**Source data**
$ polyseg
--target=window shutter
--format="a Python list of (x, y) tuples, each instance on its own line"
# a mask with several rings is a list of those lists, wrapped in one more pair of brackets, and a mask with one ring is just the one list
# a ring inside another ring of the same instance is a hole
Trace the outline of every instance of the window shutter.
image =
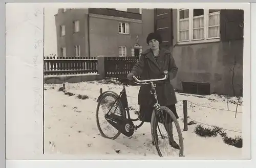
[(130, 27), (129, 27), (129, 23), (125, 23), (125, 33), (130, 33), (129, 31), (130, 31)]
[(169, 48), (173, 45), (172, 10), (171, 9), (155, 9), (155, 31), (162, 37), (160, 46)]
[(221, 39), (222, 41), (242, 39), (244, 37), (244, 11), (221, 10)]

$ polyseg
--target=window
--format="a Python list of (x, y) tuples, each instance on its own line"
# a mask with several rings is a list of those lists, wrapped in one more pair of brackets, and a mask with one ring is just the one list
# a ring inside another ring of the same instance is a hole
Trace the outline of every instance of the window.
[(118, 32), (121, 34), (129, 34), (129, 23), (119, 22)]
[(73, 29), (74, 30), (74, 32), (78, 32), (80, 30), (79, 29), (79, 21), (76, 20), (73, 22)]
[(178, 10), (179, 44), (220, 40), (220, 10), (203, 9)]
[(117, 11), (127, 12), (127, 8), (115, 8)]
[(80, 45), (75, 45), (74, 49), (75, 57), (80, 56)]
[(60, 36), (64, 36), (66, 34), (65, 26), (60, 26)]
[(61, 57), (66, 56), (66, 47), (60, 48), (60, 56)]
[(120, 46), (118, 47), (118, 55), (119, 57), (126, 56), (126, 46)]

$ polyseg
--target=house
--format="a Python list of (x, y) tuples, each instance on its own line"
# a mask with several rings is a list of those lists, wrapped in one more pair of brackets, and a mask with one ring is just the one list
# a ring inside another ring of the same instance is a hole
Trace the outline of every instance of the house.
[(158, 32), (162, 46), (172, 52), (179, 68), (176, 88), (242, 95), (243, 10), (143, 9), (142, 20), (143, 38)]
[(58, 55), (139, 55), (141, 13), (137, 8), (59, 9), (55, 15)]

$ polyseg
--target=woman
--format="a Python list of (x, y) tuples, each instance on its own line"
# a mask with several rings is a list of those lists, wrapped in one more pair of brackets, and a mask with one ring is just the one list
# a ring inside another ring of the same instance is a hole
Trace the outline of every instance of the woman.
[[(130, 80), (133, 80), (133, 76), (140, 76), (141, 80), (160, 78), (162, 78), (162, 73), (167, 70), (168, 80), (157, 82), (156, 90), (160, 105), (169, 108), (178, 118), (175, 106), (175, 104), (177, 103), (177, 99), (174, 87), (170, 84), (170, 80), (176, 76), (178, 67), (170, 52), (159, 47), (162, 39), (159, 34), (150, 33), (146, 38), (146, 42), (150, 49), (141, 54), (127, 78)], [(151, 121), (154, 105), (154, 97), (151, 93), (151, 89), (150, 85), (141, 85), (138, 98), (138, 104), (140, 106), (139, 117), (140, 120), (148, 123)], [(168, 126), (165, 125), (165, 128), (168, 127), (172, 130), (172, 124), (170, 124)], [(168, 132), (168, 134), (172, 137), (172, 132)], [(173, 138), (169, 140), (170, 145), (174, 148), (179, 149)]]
==
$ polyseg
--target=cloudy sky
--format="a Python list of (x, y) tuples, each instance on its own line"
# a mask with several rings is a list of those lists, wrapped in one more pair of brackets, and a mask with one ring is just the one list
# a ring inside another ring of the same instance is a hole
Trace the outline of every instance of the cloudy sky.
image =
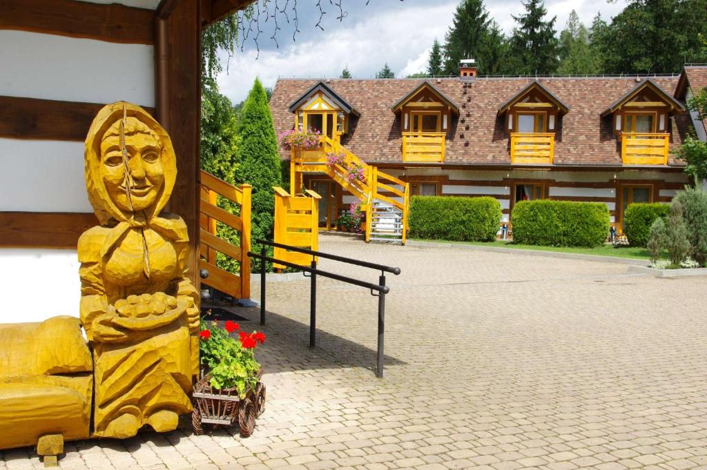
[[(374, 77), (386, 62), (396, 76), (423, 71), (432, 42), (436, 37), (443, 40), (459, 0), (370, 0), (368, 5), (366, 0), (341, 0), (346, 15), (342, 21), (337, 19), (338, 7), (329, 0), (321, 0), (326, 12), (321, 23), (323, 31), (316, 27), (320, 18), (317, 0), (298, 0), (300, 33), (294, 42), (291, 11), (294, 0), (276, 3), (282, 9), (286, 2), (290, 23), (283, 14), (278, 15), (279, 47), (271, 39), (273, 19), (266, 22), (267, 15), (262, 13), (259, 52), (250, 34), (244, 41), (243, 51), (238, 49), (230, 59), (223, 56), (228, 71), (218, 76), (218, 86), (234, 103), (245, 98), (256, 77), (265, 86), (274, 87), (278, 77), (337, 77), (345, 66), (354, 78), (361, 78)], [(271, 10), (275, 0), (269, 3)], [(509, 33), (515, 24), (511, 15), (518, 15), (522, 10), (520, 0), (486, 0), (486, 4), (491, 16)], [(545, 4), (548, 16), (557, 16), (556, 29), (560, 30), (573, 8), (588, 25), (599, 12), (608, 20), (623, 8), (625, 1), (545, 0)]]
* * *
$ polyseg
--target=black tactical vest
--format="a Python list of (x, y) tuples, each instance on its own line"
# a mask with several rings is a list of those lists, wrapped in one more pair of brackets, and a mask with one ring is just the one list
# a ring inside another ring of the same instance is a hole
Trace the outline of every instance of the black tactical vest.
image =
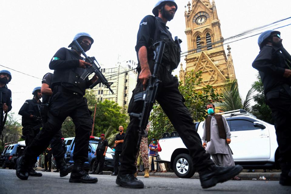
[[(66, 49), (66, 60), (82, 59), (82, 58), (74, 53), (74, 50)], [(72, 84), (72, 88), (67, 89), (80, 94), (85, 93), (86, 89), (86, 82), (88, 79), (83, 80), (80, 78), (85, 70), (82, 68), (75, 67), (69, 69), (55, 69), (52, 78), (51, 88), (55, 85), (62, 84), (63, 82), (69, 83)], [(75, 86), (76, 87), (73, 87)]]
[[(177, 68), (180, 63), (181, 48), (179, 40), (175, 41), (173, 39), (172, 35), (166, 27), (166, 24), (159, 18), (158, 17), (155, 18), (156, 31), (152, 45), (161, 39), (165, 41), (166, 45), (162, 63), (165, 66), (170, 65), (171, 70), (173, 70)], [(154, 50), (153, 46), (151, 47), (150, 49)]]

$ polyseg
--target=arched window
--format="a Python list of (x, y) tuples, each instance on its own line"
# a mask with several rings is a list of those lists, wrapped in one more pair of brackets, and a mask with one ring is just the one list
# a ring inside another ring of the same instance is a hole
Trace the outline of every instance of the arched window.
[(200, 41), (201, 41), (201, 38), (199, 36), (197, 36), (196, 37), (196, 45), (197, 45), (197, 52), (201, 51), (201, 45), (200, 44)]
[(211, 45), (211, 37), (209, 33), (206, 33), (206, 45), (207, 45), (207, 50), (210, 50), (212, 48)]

**Given task**
Filter the records above, keeping only the lines that contain the word "black". Matching is case-sensitive.

**Written solution**
--target=black tactical vest
Trace the outline of every instance of the black tactical vest.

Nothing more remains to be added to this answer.